When you return the data, keep every word exact and include none of the images.

+++

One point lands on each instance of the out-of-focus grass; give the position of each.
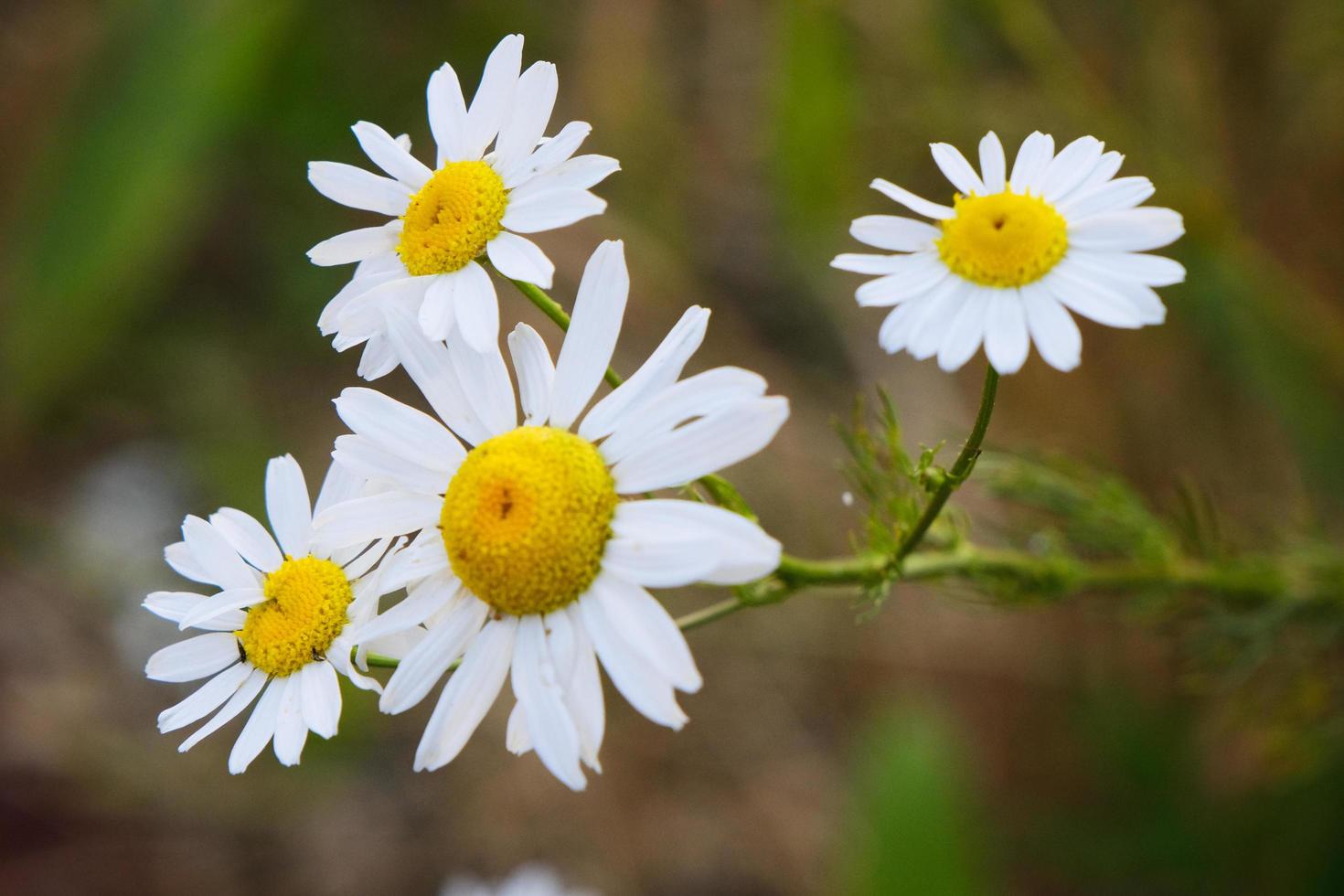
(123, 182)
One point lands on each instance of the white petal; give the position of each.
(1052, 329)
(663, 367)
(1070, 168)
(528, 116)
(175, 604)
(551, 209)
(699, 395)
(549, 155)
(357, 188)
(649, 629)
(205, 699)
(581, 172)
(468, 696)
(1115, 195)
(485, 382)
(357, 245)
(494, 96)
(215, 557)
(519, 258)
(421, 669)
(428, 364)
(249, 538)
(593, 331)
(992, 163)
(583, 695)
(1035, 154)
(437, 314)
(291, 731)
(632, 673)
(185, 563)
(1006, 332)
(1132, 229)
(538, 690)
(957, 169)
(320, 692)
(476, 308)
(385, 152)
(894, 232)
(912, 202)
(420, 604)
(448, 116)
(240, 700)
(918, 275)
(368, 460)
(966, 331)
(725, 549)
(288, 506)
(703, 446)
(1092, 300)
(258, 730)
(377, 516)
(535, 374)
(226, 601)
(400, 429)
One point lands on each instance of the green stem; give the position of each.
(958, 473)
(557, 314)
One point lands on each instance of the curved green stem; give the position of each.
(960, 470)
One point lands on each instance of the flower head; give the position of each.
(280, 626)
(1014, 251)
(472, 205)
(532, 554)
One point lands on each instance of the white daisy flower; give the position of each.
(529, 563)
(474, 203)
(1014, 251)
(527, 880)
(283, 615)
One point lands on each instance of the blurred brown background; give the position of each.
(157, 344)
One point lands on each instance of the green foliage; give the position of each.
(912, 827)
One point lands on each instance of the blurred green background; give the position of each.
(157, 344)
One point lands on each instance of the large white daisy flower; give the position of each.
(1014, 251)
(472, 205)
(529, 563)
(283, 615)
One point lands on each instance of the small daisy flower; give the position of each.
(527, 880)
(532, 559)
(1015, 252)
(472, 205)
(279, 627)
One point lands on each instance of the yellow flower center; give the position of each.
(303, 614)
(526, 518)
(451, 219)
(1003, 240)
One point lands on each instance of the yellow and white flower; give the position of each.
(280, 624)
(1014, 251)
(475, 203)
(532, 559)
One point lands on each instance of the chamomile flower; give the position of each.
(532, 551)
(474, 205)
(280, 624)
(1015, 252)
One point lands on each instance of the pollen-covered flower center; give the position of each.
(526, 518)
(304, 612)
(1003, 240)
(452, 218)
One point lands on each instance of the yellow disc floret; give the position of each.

+++

Answer to this exercise:
One point lands on each instance of the out-of-focus grass; give the position of each.
(123, 182)
One point lands on each instance of the white petal; give the position of each.
(1052, 329)
(663, 367)
(1070, 168)
(528, 116)
(175, 604)
(551, 209)
(699, 395)
(549, 155)
(357, 188)
(649, 629)
(205, 699)
(581, 172)
(468, 696)
(1115, 195)
(485, 382)
(357, 245)
(494, 96)
(215, 557)
(519, 258)
(421, 669)
(428, 364)
(249, 538)
(593, 331)
(992, 163)
(583, 695)
(1035, 154)
(437, 314)
(291, 731)
(632, 673)
(185, 563)
(1006, 332)
(1132, 229)
(538, 690)
(957, 169)
(320, 692)
(476, 308)
(385, 152)
(894, 232)
(912, 202)
(420, 604)
(448, 116)
(240, 700)
(918, 275)
(368, 460)
(966, 331)
(725, 549)
(288, 506)
(703, 446)
(1092, 300)
(258, 730)
(377, 516)
(535, 374)
(226, 601)
(400, 429)
One point lands on each instance of the green stem; give the position of each.
(958, 473)
(557, 314)
One point lands on each instance of the curved green stem; give the position of each.
(960, 470)
One point lands on each instance of the flower head; give the position of each.
(280, 626)
(1014, 251)
(472, 205)
(532, 554)
One point lands on each instance of the white daisy flower; give the position of each.
(529, 563)
(474, 203)
(1014, 251)
(527, 880)
(283, 615)
One point lands on each instance of the blurred brown background; give the position of each.
(157, 344)
One point lands on each instance of the green foliage; give the position of each.
(912, 827)
One point lands on each instance of the blurred green background; give the position of each.
(157, 344)
One point lands on each instance of the large white daisy flower; give the position of each.
(1014, 251)
(472, 205)
(529, 563)
(283, 615)
One point lands on each instance of the small daisy flower; give the position of each.
(527, 880)
(532, 559)
(1015, 252)
(472, 205)
(279, 627)
One point lands on each instance of the yellow flower center; give the position of each.
(303, 614)
(526, 518)
(451, 219)
(1003, 240)
One point lands on each instance of the yellow and white flower; give the position of each.
(280, 624)
(1014, 251)
(475, 203)
(532, 559)
One point lands on each instance of the chamomile flower; give the position of each.
(532, 551)
(474, 205)
(280, 624)
(1015, 252)
One point lands on each instance of the pollen-covered flower center; give the position of each.
(526, 518)
(304, 612)
(1003, 240)
(452, 218)
One point lands on each instance of the yellow disc floret; give the position of each.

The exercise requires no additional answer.